▶ _REQUIRED TASK_:
Rewrite the data below with "drop a dot on" changed to "place a marker on" everywhere, keeping everything else the same and omitting the pictures.
****
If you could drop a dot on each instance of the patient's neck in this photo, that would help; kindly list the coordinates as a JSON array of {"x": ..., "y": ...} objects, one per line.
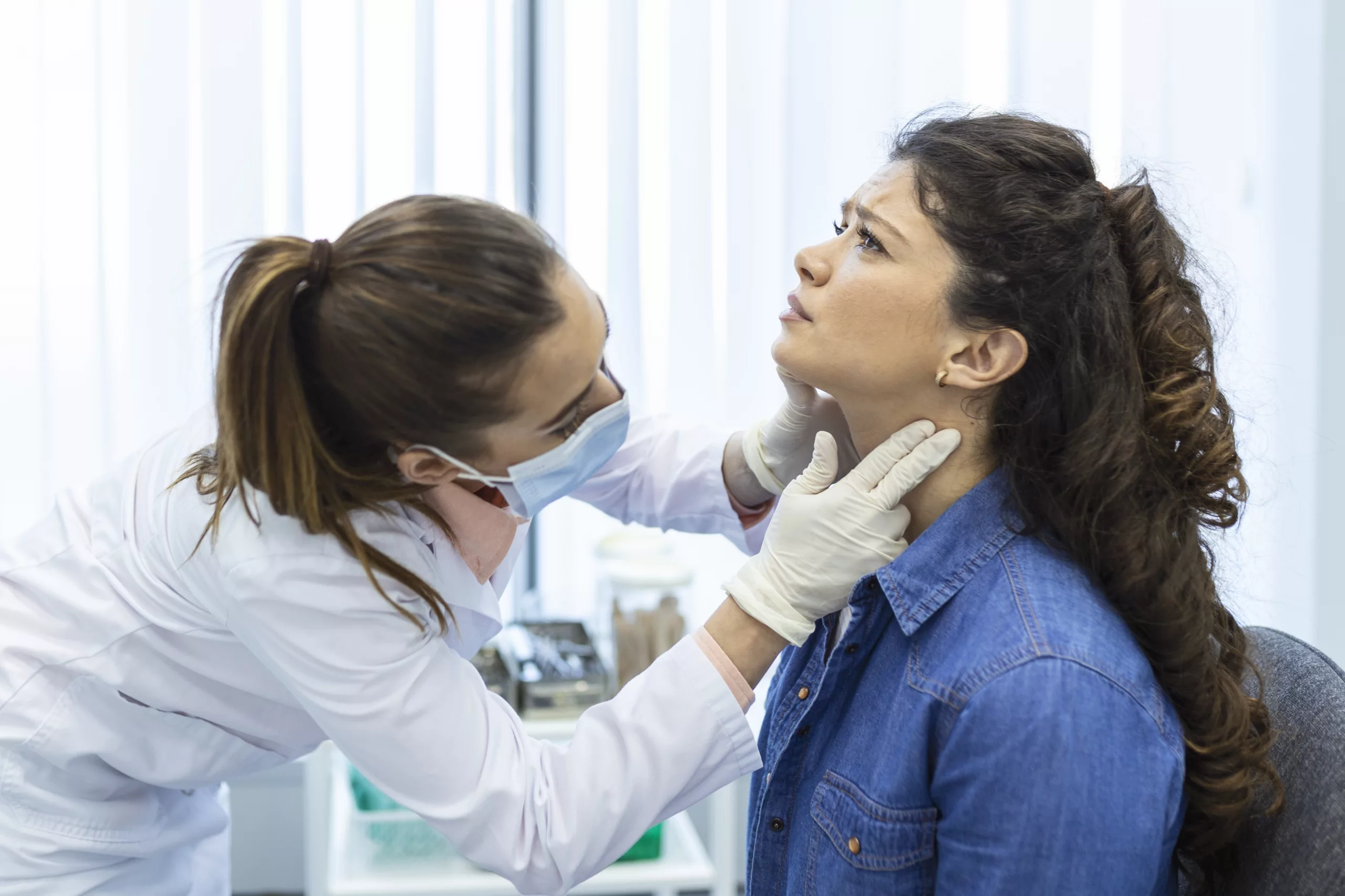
[{"x": 872, "y": 423}]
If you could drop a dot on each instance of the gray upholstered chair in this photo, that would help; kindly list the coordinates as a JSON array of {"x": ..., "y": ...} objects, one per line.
[{"x": 1300, "y": 852}]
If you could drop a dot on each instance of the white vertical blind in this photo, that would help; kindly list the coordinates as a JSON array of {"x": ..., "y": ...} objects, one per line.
[
  {"x": 686, "y": 150},
  {"x": 733, "y": 128},
  {"x": 143, "y": 140}
]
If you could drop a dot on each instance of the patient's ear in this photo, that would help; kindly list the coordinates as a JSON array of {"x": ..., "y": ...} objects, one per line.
[{"x": 986, "y": 360}]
****
▶ _FINISHED ANSWER_:
If you could place a marker on each instance of the patient's neck in this photo, that would help; kindly list the coordinates as a JSON array of {"x": ..., "y": ...} objects, one per line.
[{"x": 872, "y": 423}]
If you could place a marker on each instance of the gray upholstered chair in this photo, that would help; kindly list the coordinates as a JSON array of {"x": ..., "y": ...} objects, one per line.
[{"x": 1300, "y": 852}]
If you could place a marker on each instance of the white vertical blind in this photo, that would help; kindly list the coordinates as a JSON array of {"x": ..., "y": ...} objects, one per line.
[
  {"x": 686, "y": 150},
  {"x": 733, "y": 128},
  {"x": 143, "y": 140}
]
If you could place a marker on each instance of the patient's ear in this photo, that would help; kindly list the coordinates as a JSON array of {"x": ..., "y": ...} objects, one per line.
[{"x": 986, "y": 360}]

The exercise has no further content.